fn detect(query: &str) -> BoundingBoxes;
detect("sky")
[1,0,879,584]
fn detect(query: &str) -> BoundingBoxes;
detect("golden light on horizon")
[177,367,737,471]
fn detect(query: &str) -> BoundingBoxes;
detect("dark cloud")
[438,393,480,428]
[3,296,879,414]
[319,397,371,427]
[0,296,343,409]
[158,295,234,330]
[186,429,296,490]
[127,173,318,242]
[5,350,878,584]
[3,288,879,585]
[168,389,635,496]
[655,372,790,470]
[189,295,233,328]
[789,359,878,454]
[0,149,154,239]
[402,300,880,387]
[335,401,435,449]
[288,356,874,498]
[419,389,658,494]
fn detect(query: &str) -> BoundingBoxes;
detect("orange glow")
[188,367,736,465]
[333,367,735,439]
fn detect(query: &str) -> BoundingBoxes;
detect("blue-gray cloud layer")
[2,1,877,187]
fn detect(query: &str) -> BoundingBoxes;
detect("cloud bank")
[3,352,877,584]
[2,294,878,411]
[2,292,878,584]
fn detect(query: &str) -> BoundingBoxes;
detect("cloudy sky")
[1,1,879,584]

## Task description
Transcribe the material above in its entirety, precisely as written.

## Task response
fn detect(query: &str) -> BoundingBoxes;
detect("sky")
[1,0,879,584]
fn detect(query: &str) -> BoundingBoxes;
detect("golden light on horizon")
[177,367,737,471]
fn detect(query: &str) -> BoundingBoxes;
detect("dark cloud")
[438,393,480,428]
[3,296,879,414]
[319,397,371,427]
[0,296,343,409]
[158,295,234,330]
[186,429,296,490]
[127,173,318,242]
[5,350,878,584]
[3,288,879,585]
[168,389,635,496]
[655,372,790,470]
[189,295,233,328]
[789,359,878,454]
[0,149,154,239]
[402,300,880,387]
[335,401,435,449]
[288,356,874,498]
[419,389,658,494]
fn detect(query: &str) -> BoundingBoxes;
detect("orange glow")
[188,367,736,465]
[333,367,735,439]
fn detect(query: &str) -> BoundingBoxes;
detect("blue-gray cloud layer")
[2,1,877,187]
fn detect(query: &str) -> BoundingBoxes;
detect("cloud bank")
[3,352,877,584]
[2,294,878,411]
[2,292,878,584]
fn detect(query: &str) -> BoundingBoxes;
detect("cloudy sky")
[1,1,879,584]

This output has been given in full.